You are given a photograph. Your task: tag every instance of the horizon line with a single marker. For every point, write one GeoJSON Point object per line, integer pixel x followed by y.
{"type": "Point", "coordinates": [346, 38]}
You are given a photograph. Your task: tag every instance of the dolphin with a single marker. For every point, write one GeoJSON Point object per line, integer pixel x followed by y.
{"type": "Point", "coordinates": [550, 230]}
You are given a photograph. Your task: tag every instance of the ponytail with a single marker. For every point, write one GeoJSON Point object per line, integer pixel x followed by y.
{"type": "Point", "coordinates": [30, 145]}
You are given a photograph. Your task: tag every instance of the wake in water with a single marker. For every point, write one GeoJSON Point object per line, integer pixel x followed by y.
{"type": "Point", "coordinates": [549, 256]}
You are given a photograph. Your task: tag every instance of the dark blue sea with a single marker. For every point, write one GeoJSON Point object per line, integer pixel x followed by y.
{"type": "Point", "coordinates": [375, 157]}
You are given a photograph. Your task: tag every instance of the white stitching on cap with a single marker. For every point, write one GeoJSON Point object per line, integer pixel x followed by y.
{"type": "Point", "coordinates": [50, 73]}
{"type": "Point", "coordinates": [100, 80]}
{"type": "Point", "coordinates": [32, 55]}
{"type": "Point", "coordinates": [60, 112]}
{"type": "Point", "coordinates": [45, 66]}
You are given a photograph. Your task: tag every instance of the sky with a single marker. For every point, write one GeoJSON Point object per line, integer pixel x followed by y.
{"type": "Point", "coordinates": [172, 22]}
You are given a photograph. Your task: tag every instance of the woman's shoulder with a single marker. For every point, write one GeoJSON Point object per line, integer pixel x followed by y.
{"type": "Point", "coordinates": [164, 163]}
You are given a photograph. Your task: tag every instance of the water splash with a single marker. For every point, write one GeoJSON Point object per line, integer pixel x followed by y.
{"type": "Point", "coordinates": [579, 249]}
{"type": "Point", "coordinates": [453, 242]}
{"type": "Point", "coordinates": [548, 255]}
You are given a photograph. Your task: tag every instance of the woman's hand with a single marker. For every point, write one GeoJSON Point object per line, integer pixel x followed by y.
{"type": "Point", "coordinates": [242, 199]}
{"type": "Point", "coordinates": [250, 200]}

**Task instructions:**
Write out all the lines again, exactly as they are.

**Exercise response:**
You are given a photograph. Your task: tag every instance of the horizon line with a single marker. For every point, write one GeoJSON Point object per line, integer pixel x followed by y.
{"type": "Point", "coordinates": [346, 38]}
You are given a photograph. Your task: tag every instance of the dolphin with a single marker. For every point, write one GeoJSON Point object per line, integer pixel x followed by y.
{"type": "Point", "coordinates": [550, 230]}
You are given a photograph. Your task: tag every instance of the ponytail with a single marker. For every point, write one GeoJSON Point object per line, integer pixel x followed by y.
{"type": "Point", "coordinates": [30, 145]}
You are given a photograph. Your task: tag every instance of the wake in water with a single marker. For every point, write one GeoJSON Point object per line, integer pixel x followed by y.
{"type": "Point", "coordinates": [549, 256]}
You are given a photograph. Your task: tag every instance of the dark blue sea with a single marker. For every point, write one GeoJSON Point object per line, integer pixel x followed by y.
{"type": "Point", "coordinates": [375, 157]}
You are given a photograph. Your task: tag every instance of the white stitching on cap with a single marker. For every point, write one GeoJSON Point object per line, integer pixel x followed by y.
{"type": "Point", "coordinates": [50, 73]}
{"type": "Point", "coordinates": [100, 80]}
{"type": "Point", "coordinates": [32, 55]}
{"type": "Point", "coordinates": [60, 112]}
{"type": "Point", "coordinates": [45, 66]}
You are given a photograph. Your task: tag every instance of the sky with a single marker. For every point, write one GeoJSON Point object per line, integer pixel x followed by y.
{"type": "Point", "coordinates": [172, 22]}
You are given a photograph. Your task: tag every instance of the woman's shoulder with a single marker. For every point, write one GeoJSON Point object per line, integer pixel x followed by y.
{"type": "Point", "coordinates": [164, 163]}
You are given a photograph. Your task: tag every instance of the water splash with a single marker. For every point, write one GeoJSON Point object per line, integer pixel x followed by y.
{"type": "Point", "coordinates": [579, 249]}
{"type": "Point", "coordinates": [453, 242]}
{"type": "Point", "coordinates": [548, 255]}
You are given a photograph. Your task: tag every instance of the woman's hand with a single marker. For every point, write one GeoJSON Point object per line, integer pixel x followed by y.
{"type": "Point", "coordinates": [242, 199]}
{"type": "Point", "coordinates": [250, 200]}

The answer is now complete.